====== Quoted passage ======

Microsoft Clarity enables you to analyze how users interact with your website. It complements Google Analytics and provides user insights through tools such as heatmaps and session replays. What are Clarity’s unique features, and how can they improve your website’s user experience?
These days, analytics abound. If you need a program to gather detailed data about your website, you’ll find no shortage of options. However, many analytics programs have steep learning curves and yield metrics that are difficult to translate into design decisions.
Microsoft Clarity is a behavioral analytics tool that turns user interactions into visual insights. Clarity offers a variety of dashboards, heatmaps, and session replays that reveal which parts of your site get the most—and least—engagement. It also has features such as rage clicks and dead clicks that make it easy to analyze issues that cause confusion and poor performance.
What Are Clarity’s Most Powerful Features?
As a software developer on the team that built Clarity, I’ve seen firsthand how it can help designers better understand their users. Not only are Clarity’s features robust, they’re uncomplicated and uncluttered. It all starts with the Clarity dashboard.
Clarity Dashboard: High-level Insights and Nuanced Filters
Clarity’s main dashboard displays session metrics, traffic sources, and charts that indicate user frustration. It also provides advanced filters that allow you to search according to more nuanced criteria such as cursor movements, operating systems, and resized pages.
Furthermore, Clarity gives you the option to create unlimited custom tags—tailor-made filters that accelerate your ability to find specific sessions for review. Custom tags are especially useful when you need to:
- Identify conversions such as form submissions and purchases
- Find heatmaps and session recordings for specific users
- Track when particular users are logged in and what type of pages they’re viewing
Frustration Metrics: Identify and Eliminate Usability Issues
Left unchecked, usability issues lead to website abandonment. Fortunately, Clarity’s frustration metrics isolate interactions that suggest UX design flaws:
- Rage clicks: A user rapidly clicks in the same area several times. Rage clicks may signal insufficient target sizes or misleading visual design.
- Dead clicks: A user clicks on an element but nothing happens. Dead clicks may be the result of broken links.
- Excessive scrolling: A user hastily scrolls up and down on a page with more frequency than the average user. Excessive scrolling may indicate poor discoverability or irrelevant content.
- Quick backs: A user visits a page and quickly goes back to the previous one. Quick backs may be caused by misleading icons or content descriptions.

======

--- Work request 1 ---
Extract every one of the saved data rows below, reproducing each line without any change.

====== Data for the task ======

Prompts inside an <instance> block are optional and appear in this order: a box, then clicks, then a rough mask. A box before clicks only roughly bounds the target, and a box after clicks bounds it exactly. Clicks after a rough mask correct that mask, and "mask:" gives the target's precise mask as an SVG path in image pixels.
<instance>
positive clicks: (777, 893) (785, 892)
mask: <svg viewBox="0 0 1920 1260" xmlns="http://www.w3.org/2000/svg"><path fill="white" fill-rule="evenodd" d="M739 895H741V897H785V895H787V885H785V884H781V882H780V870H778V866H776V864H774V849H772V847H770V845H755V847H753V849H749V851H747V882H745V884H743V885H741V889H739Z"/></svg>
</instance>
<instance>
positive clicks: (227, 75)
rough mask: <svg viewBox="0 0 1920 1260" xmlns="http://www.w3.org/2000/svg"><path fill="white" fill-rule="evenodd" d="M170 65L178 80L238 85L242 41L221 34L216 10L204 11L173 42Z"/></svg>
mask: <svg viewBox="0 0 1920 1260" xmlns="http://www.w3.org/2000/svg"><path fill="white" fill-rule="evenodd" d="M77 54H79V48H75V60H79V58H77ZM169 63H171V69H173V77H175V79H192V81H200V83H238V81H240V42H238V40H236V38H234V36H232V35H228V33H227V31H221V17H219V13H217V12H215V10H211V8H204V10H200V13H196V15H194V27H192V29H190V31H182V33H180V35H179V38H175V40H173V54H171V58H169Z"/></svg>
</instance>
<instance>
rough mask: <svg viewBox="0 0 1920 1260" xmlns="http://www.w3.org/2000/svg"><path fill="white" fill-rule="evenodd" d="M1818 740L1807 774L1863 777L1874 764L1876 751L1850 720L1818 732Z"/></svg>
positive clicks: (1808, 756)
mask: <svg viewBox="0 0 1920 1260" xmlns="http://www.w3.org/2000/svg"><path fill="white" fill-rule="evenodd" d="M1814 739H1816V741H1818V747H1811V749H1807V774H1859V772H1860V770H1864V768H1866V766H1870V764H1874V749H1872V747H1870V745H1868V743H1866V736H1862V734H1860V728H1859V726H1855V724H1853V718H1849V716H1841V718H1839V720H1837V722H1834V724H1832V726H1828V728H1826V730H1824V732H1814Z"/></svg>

======

--- Work request 2 ---
Copy the part of the Microsoft Clarity article starting at "What Are Clarity’s Most" and ending at "the Clarity dashboard.".

--- Task output 1 ---
Prompts inside an <instance> block are optional and appear in this order: a box, then clicks, then a rough mask. A box before clicks only roughly bounds the target, and a box after clicks bounds it exactly. Clicks after a rough mask correct that mask, and "mask:" gives the target's precise mask as an SVG path in image pixels.
<instance>
positive clicks: (777, 893) (785, 892)
mask: <svg viewBox="0 0 1920 1260" xmlns="http://www.w3.org/2000/svg"><path fill="white" fill-rule="evenodd" d="M739 895H741V897H785V895H787V885H785V884H781V882H780V870H778V866H776V864H774V849H772V847H770V845H755V847H753V849H749V851H747V882H745V884H743V885H741V889H739Z"/></svg>
</instance>
<instance>
positive clicks: (227, 75)
rough mask: <svg viewBox="0 0 1920 1260" xmlns="http://www.w3.org/2000/svg"><path fill="white" fill-rule="evenodd" d="M170 65L178 80L238 85L242 41L221 34L216 10L204 11L173 42Z"/></svg>
mask: <svg viewBox="0 0 1920 1260" xmlns="http://www.w3.org/2000/svg"><path fill="white" fill-rule="evenodd" d="M77 54H79V48H75V60H79V58H77ZM169 63H171V69H173V77H175V79H192V81H200V83H238V81H240V42H238V40H236V38H234V36H232V35H228V33H227V31H221V17H219V13H217V12H215V10H211V8H204V10H200V13H196V15H194V27H192V29H190V31H182V33H180V35H179V38H175V40H173V54H171V58H169Z"/></svg>
</instance>
<instance>
rough mask: <svg viewBox="0 0 1920 1260" xmlns="http://www.w3.org/2000/svg"><path fill="white" fill-rule="evenodd" d="M1818 740L1807 774L1863 777L1874 764L1876 751L1850 720L1818 732Z"/></svg>
positive clicks: (1808, 756)
mask: <svg viewBox="0 0 1920 1260" xmlns="http://www.w3.org/2000/svg"><path fill="white" fill-rule="evenodd" d="M1814 739H1816V741H1818V747H1811V749H1807V774H1859V772H1860V770H1864V768H1866V766H1870V764H1874V749H1872V747H1870V745H1868V743H1866V736H1862V734H1860V728H1859V726H1855V724H1853V718H1849V716H1841V718H1839V720H1837V722H1834V724H1832V726H1828V728H1826V730H1824V732H1814Z"/></svg>

--- Task output 2 ---
What Are Clarity’s Most Powerful Features?
As a software developer on the team that built Clarity, I’ve seen firsthand how it can help designers better understand their users. Not only are Clarity’s features robust, they’re uncomplicated and uncluttered. It all starts with the Clarity dashboard.